Short exercise a: Summarize the forum thread in two sentences.
[Source passage start]
Hinrich plays nice defense.


----------



## truebluefan (May 27, 2002)

48-46 Bulls. 

Gill for two. 50-46


----------



## Darius Miles Davis (Aug 2, 2002)

Look at that ball fake by Wade. Damn we need Kirk on the floor.


----------



## FloridaSportsFan (Dec 15, 2003)

I admit I made a mistake by saying the bulls would lose by 30 points but I still think if Miami shooting starts to pick up again the heat might win, but the bulls are playing much better than I expect probably because I live in the sunshine state, but I really want to see jason williams back in the bulls after that motorcycle accident hopefully he will be back soon.


----------



## MiamiHeat03 (Mar 28, 2003)

hehe
Wade threw a foul and made the shot....
Bulls up by 2


----------



## truebluefan (May 27, 2002)

Hinrich for three. 53-48.


----------



## MichaelOFAZ (Jul 9, 2002)

Would someone please tell me again that Crawford can't pass?


----------



## BG7 (Jun 25, 2003)

Curry weighs 285 pounds who is gonna stop him

254 pound Grant nah
228 pound Haslem dont think so
225 pound Odom nope
284 Wang Zihi maybe but isnt as strong as Eddy

So put him back in not that hard


----------



## truebluefan (May 27, 2002)

56-54 Bulls Hinrich is keeping us in the game.


----------



## Darius Miles Davis (Aug 2, 2002)

My god, Wade's crossover!!! I'm gushing.

Kirk is on fire.

Jamal is passing so well and playing a great game. I think points will come for him in the 4th.


----------



## RoRo (Aug 21, 2002)

hinrich and crawford switching roles. ain't versatility grand.


----------



## curry_52 (Jul 22, 2002)

Take Gill out and put the three headed monster: Curry, AD and JYD!!!


----------



## BG7 (Jun 25, 2003)

> Originally posted by <b>curry_52</b>!
> Take Gill out and put the three headed monster: Curry, AD and JYD!!!


I agree LETS WIN !!!!


----------



## MikeDC (Jul 16, 2002)

Davis with another double bouble... he doesn't look washed up.

Eddy's in and he intimidated Wade out of a shot.

Kirk and Jamal are complementary guys when they're on. I don't care who does what because offensively they can both score and distribute.


----------



## BG7 (Jun 25, 2003)

Wade wouldnt be being mentioned if Chandler is here...but to bad...Chandler isnt down there to shut him up.


----------



## MiamiHeat03 (Mar 28, 2003)

197 post in this thread!
WOW!!


----------



## Future (Jul 24, 2002)

Man, I'm listening to the game in the car and the Bulls are up 17. I get home and start watching and the lead dwindles to two.

WHAT THE BLOODY HELL!?


----------



## BG7 (Jun 25, 2003)

> Originally posted by <b>MiamiHeat03</b>!
> 197 post in this thread!
> WOW!!


What do u expect this is the Bulls forum


----------



## Darius Miles Davis (Aug 2, 2002)

> Originally posted by <b>Mikedc</b>!
[Source passage end]
[Dataset entries start]
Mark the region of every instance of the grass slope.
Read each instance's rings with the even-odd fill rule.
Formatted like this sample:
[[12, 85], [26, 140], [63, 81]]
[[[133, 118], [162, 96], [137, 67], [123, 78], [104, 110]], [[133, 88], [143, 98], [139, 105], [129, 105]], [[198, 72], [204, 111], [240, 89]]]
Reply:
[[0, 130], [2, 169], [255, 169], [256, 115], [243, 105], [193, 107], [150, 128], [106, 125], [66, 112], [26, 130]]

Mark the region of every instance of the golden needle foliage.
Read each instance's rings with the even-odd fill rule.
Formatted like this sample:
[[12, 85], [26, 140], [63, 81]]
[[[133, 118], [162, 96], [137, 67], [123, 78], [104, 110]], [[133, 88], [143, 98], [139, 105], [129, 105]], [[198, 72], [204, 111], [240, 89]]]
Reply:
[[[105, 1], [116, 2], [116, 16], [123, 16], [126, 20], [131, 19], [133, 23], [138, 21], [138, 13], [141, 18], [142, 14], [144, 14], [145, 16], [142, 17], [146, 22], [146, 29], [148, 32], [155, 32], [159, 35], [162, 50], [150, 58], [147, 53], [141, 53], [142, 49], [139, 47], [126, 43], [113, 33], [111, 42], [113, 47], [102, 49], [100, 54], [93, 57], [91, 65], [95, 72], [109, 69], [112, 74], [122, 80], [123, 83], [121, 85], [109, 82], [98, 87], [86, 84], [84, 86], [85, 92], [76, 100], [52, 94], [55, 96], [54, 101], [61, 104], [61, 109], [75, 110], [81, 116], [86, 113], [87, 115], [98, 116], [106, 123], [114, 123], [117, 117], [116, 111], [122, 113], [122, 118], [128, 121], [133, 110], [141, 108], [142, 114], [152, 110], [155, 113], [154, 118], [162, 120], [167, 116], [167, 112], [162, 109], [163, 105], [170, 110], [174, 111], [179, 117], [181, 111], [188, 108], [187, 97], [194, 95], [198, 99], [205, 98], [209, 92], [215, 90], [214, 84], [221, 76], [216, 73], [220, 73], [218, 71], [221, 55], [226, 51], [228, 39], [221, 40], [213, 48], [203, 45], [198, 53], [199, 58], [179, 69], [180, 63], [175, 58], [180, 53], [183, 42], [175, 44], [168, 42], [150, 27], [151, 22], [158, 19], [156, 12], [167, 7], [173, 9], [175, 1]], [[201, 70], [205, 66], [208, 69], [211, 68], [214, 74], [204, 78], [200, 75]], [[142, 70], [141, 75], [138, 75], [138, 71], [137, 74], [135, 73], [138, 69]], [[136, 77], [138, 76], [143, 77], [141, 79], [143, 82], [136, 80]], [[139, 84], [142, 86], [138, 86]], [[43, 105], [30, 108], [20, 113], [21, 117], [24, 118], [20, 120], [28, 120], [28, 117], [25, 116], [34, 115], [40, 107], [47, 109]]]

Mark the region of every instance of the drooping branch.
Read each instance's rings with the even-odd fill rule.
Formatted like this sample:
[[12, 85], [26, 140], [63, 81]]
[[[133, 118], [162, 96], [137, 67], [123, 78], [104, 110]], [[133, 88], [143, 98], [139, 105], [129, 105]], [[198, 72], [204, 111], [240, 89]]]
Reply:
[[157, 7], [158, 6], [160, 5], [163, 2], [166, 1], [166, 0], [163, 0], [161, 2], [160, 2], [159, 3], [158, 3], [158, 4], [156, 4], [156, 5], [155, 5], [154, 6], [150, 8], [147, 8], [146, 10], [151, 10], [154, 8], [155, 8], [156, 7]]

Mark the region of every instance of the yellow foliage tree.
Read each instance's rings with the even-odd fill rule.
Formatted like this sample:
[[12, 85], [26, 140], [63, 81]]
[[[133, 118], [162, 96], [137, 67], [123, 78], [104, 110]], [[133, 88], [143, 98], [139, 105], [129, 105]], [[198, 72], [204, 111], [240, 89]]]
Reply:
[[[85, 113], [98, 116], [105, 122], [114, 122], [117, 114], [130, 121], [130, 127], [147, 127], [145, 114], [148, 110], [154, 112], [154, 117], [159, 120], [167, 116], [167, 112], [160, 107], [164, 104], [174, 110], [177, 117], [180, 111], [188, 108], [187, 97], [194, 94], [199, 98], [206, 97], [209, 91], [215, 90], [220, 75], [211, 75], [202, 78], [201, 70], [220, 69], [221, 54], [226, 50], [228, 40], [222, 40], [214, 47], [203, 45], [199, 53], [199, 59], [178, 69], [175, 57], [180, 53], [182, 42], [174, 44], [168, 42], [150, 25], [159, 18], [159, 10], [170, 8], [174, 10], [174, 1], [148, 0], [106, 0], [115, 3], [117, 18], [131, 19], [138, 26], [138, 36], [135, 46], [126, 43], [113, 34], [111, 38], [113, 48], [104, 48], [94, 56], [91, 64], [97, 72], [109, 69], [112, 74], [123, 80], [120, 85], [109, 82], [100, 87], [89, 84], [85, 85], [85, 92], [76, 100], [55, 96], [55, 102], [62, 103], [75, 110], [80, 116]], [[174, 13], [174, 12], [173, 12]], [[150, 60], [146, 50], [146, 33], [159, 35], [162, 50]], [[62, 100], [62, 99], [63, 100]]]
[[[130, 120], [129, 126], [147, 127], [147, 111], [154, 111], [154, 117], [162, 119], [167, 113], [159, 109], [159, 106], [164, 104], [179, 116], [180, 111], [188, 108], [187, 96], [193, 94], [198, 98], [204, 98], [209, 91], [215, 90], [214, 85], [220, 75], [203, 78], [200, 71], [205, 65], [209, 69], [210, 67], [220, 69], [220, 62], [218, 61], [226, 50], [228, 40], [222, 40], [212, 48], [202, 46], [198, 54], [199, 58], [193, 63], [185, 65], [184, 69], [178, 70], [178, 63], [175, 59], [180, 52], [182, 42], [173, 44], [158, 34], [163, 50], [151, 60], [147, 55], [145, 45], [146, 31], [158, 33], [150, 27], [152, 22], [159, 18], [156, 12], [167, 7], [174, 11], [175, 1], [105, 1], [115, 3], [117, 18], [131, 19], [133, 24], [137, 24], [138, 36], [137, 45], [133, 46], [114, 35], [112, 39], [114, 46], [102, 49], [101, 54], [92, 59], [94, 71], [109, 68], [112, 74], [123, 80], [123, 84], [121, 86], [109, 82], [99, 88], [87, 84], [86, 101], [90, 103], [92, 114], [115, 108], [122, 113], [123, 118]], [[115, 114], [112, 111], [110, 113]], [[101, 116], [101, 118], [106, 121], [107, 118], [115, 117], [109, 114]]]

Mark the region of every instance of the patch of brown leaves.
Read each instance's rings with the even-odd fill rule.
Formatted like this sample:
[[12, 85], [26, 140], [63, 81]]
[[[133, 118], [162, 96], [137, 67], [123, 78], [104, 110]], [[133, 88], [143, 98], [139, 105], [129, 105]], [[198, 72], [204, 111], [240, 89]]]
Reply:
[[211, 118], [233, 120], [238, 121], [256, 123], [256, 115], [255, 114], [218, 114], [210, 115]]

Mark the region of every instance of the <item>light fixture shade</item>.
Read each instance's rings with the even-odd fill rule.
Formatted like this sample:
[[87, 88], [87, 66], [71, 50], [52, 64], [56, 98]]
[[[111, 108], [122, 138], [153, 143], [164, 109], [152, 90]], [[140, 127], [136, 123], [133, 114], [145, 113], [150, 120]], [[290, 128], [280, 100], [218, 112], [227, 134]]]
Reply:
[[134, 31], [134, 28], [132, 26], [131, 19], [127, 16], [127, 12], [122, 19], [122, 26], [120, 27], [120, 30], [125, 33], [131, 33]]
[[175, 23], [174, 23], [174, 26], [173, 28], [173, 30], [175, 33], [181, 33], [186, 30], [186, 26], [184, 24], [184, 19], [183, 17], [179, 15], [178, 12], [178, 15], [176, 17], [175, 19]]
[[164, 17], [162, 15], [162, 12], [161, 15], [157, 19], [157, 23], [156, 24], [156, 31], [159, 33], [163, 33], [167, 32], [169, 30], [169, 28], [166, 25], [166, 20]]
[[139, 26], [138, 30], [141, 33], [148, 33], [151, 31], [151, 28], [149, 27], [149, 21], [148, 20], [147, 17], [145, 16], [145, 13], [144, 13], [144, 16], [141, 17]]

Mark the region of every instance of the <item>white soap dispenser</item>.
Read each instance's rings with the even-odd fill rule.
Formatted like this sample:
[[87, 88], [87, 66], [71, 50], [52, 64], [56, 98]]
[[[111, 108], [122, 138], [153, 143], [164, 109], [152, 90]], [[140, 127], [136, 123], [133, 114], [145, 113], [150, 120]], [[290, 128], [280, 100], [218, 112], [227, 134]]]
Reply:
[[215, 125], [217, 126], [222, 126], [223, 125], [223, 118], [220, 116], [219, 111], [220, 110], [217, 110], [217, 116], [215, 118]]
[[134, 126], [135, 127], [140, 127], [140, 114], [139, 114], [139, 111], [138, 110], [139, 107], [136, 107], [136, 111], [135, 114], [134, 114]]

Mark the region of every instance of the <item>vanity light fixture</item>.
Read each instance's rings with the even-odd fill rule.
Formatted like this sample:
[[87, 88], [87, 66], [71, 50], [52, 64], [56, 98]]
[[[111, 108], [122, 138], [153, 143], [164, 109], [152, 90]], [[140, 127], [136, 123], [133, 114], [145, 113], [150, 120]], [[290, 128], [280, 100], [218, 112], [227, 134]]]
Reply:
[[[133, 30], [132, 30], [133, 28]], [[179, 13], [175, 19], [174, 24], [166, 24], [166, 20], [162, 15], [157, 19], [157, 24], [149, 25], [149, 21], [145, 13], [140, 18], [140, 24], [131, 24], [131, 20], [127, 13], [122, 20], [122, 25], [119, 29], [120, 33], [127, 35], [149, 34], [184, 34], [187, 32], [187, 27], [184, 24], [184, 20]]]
[Dataset entries end]
Short exercise b: Collect every line of the rows above that contains the word "foliage". Case counts.

Response a: Posters follow a game in which the Bulls hold narrow leads over Miami, such as 48-46 and 56-54, and praise Hinrich for his defense and for keeping the team in the game. Others admire Wade's ball fake and crossover, commend Crawford's passing and urge that Curry be put back in, while one poster laments a 17-point lead dwindling to two.

Response b:
Mark the region of every instance of the golden needle foliage.
Mark the region of every instance of the yellow foliage tree.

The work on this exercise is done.